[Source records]
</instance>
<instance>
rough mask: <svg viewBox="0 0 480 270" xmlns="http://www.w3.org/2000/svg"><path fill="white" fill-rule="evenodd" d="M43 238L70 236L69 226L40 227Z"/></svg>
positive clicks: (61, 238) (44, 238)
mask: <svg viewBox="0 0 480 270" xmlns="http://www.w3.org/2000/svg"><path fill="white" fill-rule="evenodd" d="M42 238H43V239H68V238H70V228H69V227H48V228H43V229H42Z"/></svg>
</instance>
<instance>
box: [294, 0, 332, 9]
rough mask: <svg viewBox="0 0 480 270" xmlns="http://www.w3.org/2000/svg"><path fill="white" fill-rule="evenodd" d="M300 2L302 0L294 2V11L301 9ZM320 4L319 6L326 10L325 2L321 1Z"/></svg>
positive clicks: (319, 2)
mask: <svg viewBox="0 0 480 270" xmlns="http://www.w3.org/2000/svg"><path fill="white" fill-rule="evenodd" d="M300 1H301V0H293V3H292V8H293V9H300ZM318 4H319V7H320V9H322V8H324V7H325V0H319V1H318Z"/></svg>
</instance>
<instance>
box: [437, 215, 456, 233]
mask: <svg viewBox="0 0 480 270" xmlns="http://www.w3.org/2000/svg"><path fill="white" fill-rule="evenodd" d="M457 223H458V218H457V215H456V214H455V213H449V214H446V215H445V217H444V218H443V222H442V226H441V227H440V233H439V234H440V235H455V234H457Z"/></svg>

## Your objective
Rewrite every line of the records as a JSON list of strings, one string per line, with blank lines left out.

## Task solution
[
  "</instance>",
  "<instance>",
  "rough mask: <svg viewBox=\"0 0 480 270\" xmlns=\"http://www.w3.org/2000/svg\"><path fill=\"white\" fill-rule=\"evenodd\" d=\"M43 238L70 236L69 226L40 227Z\"/></svg>",
  "positive clicks: (61, 238) (44, 238)",
  "mask: <svg viewBox=\"0 0 480 270\" xmlns=\"http://www.w3.org/2000/svg\"><path fill=\"white\" fill-rule=\"evenodd\" d=\"M42 238H43V239H68V238H70V228H69V227H48V228H43V229H42Z\"/></svg>",
  "</instance>",
  "<instance>",
  "box: [294, 0, 332, 9]",
  "rough mask: <svg viewBox=\"0 0 480 270\" xmlns=\"http://www.w3.org/2000/svg\"><path fill=\"white\" fill-rule=\"evenodd\" d=\"M300 2L302 0L294 2V11L301 9ZM320 4L319 6L326 10L325 2L321 1Z\"/></svg>",
  "positive clicks: (319, 2)",
  "mask: <svg viewBox=\"0 0 480 270\" xmlns=\"http://www.w3.org/2000/svg\"><path fill=\"white\" fill-rule=\"evenodd\" d=\"M300 1H301V0H293V3H292V8H293V9H300ZM318 4H319V7H320V9H322V8H324V7H325V0H319V1H318Z\"/></svg>",
  "</instance>",
  "<instance>",
  "box: [437, 215, 456, 233]",
  "mask: <svg viewBox=\"0 0 480 270\" xmlns=\"http://www.w3.org/2000/svg\"><path fill=\"white\" fill-rule=\"evenodd\" d=\"M457 223H458V218H457V215H456V214H455V213H449V214H446V215H445V217H444V218H443V222H442V226H441V227H440V233H439V234H440V235H455V234H457Z\"/></svg>"
]